*** Available data Section Begins ***

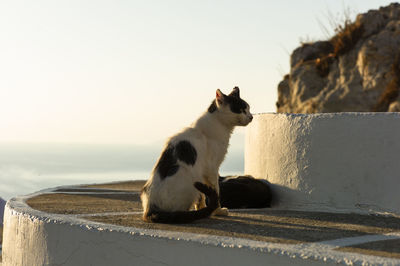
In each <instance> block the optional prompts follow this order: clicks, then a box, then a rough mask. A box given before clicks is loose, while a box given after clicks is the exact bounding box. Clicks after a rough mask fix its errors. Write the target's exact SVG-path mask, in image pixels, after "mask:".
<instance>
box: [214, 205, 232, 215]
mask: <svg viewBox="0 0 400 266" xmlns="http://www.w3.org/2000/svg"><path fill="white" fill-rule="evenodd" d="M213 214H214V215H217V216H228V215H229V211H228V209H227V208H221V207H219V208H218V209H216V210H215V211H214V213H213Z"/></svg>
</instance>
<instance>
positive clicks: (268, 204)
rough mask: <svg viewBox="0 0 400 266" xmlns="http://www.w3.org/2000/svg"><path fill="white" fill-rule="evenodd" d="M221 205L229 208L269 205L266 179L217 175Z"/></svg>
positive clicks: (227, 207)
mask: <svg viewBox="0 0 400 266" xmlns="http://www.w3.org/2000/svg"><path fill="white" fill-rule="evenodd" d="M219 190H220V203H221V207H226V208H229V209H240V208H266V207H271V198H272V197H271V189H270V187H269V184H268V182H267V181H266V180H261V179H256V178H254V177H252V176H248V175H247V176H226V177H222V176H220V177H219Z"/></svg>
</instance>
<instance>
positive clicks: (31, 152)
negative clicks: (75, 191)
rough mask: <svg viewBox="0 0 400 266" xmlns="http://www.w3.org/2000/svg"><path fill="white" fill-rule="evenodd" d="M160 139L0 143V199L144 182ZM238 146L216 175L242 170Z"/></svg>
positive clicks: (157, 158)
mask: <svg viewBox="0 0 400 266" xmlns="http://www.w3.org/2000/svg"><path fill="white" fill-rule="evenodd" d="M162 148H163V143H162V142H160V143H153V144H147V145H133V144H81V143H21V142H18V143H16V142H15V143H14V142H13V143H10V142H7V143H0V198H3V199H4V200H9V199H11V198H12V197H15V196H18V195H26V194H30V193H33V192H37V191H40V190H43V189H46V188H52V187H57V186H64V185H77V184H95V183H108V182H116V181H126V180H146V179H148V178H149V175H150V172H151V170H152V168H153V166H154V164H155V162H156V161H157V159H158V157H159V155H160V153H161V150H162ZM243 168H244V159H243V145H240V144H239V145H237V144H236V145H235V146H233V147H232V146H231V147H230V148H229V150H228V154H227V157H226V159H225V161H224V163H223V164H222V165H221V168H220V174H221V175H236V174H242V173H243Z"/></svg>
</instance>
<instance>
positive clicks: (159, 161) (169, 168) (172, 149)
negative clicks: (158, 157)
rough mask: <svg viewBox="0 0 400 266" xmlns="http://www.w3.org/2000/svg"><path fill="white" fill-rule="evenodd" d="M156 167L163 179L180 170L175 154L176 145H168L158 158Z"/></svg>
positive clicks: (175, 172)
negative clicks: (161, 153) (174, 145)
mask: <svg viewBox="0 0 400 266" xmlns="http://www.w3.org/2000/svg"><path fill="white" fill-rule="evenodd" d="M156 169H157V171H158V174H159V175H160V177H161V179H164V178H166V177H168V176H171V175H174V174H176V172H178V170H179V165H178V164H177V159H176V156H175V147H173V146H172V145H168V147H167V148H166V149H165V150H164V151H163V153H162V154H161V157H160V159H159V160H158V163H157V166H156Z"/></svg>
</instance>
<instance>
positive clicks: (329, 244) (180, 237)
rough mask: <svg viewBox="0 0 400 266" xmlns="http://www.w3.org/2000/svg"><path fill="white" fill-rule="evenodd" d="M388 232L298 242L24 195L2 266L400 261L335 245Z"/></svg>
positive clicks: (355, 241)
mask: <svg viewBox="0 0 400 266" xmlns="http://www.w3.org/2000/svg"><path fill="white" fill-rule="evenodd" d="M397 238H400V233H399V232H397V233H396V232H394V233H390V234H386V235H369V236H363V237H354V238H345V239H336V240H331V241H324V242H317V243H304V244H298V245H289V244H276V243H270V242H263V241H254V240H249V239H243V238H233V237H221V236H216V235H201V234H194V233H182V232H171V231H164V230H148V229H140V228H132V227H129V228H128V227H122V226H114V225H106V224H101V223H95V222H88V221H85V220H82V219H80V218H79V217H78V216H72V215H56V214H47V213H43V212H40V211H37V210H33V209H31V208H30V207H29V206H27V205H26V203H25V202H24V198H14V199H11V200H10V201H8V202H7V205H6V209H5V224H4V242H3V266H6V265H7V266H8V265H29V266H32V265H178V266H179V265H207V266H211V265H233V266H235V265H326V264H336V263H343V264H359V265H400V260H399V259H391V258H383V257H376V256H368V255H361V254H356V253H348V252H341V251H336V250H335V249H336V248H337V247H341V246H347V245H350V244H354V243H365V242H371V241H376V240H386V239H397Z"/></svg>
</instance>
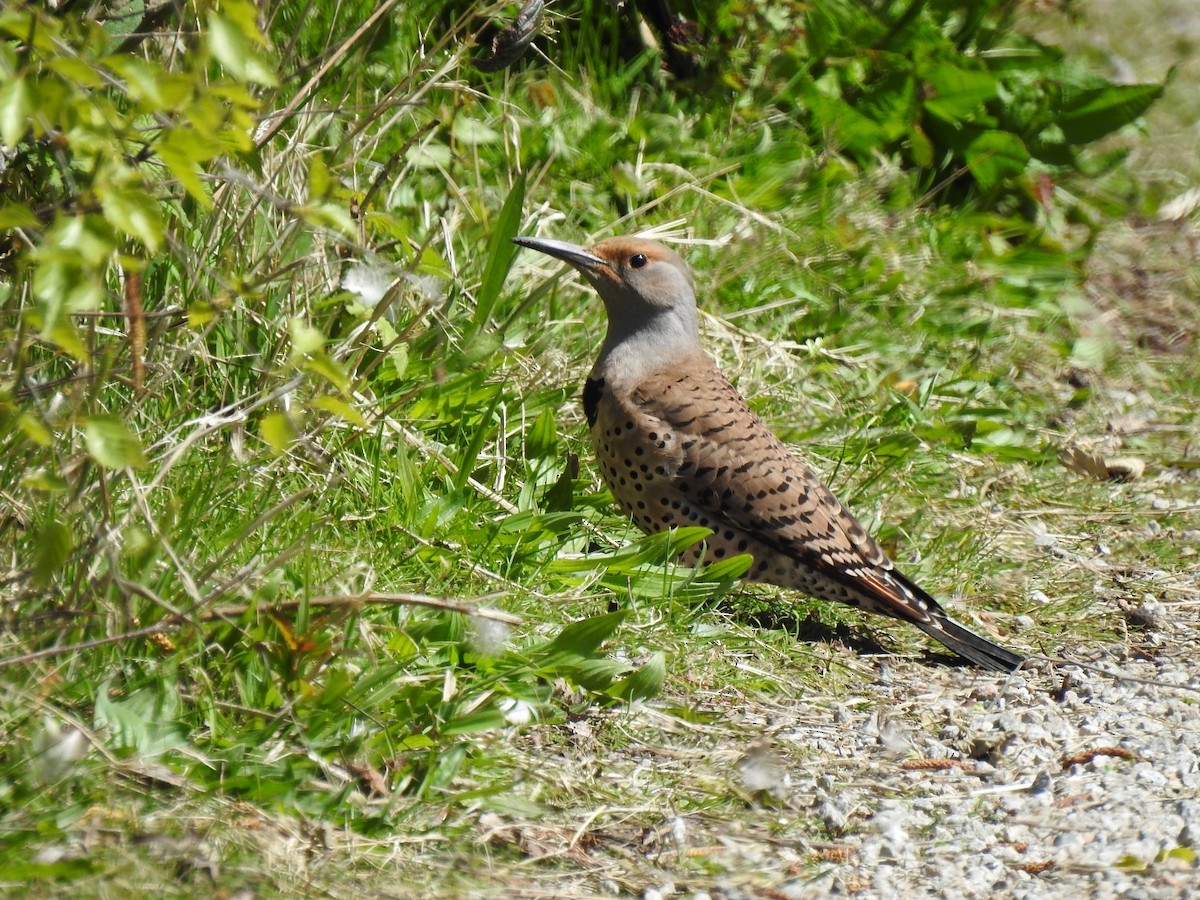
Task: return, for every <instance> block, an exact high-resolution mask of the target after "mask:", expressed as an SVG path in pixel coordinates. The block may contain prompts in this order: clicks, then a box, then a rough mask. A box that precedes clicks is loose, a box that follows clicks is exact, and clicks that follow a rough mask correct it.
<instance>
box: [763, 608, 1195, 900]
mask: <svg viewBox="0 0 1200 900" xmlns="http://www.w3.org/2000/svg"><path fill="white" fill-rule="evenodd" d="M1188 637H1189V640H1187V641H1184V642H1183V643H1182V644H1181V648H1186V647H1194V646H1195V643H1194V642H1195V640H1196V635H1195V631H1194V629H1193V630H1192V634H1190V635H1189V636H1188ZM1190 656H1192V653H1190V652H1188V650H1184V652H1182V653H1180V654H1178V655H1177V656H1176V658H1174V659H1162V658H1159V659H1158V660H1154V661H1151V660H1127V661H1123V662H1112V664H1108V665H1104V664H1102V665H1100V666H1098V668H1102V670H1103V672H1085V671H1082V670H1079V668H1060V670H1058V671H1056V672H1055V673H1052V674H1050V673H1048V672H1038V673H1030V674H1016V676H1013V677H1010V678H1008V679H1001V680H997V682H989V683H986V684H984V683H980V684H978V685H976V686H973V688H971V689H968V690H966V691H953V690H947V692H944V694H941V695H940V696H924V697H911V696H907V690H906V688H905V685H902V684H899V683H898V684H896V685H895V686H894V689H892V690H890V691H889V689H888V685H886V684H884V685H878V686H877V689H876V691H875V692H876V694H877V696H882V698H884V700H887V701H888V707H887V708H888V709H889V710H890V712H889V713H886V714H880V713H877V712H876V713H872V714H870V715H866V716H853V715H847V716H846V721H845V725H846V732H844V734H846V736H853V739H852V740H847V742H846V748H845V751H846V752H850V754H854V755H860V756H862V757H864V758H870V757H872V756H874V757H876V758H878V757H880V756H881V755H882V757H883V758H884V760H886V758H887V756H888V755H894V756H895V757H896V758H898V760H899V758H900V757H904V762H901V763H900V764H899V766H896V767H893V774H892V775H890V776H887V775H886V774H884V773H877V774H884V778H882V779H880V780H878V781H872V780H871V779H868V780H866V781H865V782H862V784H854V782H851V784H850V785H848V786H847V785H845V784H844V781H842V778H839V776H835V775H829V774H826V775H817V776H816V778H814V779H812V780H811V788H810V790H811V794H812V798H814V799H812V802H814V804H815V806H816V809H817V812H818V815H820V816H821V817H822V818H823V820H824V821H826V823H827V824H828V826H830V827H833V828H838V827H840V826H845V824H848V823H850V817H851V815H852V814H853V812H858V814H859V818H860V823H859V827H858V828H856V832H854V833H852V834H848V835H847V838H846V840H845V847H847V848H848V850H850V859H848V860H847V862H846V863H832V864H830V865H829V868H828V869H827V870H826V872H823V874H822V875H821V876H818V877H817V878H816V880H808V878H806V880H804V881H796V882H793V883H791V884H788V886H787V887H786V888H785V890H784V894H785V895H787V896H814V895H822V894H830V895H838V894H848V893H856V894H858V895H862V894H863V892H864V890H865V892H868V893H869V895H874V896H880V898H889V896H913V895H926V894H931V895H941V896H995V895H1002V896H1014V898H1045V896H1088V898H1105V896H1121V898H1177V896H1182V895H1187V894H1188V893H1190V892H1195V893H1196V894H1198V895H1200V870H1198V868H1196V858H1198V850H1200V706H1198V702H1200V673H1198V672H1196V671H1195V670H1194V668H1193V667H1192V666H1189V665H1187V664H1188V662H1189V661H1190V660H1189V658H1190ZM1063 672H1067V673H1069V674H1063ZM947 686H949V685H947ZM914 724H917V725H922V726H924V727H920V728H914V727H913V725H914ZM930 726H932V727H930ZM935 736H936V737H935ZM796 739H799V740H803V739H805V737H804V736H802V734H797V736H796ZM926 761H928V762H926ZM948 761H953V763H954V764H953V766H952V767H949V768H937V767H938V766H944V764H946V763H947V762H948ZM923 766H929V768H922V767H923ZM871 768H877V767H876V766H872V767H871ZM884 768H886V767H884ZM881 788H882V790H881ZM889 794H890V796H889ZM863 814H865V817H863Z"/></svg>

*** Available data Section Ends ***

Only the lines from the start of the records to the line with "139L0 143V199L144 182ZM238" belong in the copy. Print them exactly, minus pictures.

In each <instance> block the optional prompts follow this order: clicks, then a box, then a rough mask. A box given before clicks is loose, while a box given after clicks is the exact bounding box. Clicks after a rough mask fix its errors. Write the target's exact SVG-path mask, in image pixels, after "mask:".
<instance>
box: [214, 205, 232, 215]
mask: <svg viewBox="0 0 400 266" xmlns="http://www.w3.org/2000/svg"><path fill="white" fill-rule="evenodd" d="M213 214H214V215H217V216H228V215H229V211H228V209H227V208H221V207H219V208H218V209H216V210H215V211H214V213H213Z"/></svg>
</instance>
<instance>
positive clicks: (268, 204)
rough mask: <svg viewBox="0 0 400 266" xmlns="http://www.w3.org/2000/svg"><path fill="white" fill-rule="evenodd" d="M221 205L229 208L269 205L266 179L217 175Z"/></svg>
positive clicks: (227, 207)
mask: <svg viewBox="0 0 400 266" xmlns="http://www.w3.org/2000/svg"><path fill="white" fill-rule="evenodd" d="M219 190H220V203H221V207H226V208H229V209H240V208H266V207H271V198H272V197H271V189H270V187H269V184H268V182H267V181H266V180H261V179H256V178H254V177H252V176H248V175H247V176H226V177H222V176H220V177H219Z"/></svg>
</instance>
<instance>
positive clicks: (31, 152)
negative clicks: (75, 191)
rough mask: <svg viewBox="0 0 400 266" xmlns="http://www.w3.org/2000/svg"><path fill="white" fill-rule="evenodd" d="M160 139L0 143V199L144 182ZM238 146L216 175L242 170Z"/></svg>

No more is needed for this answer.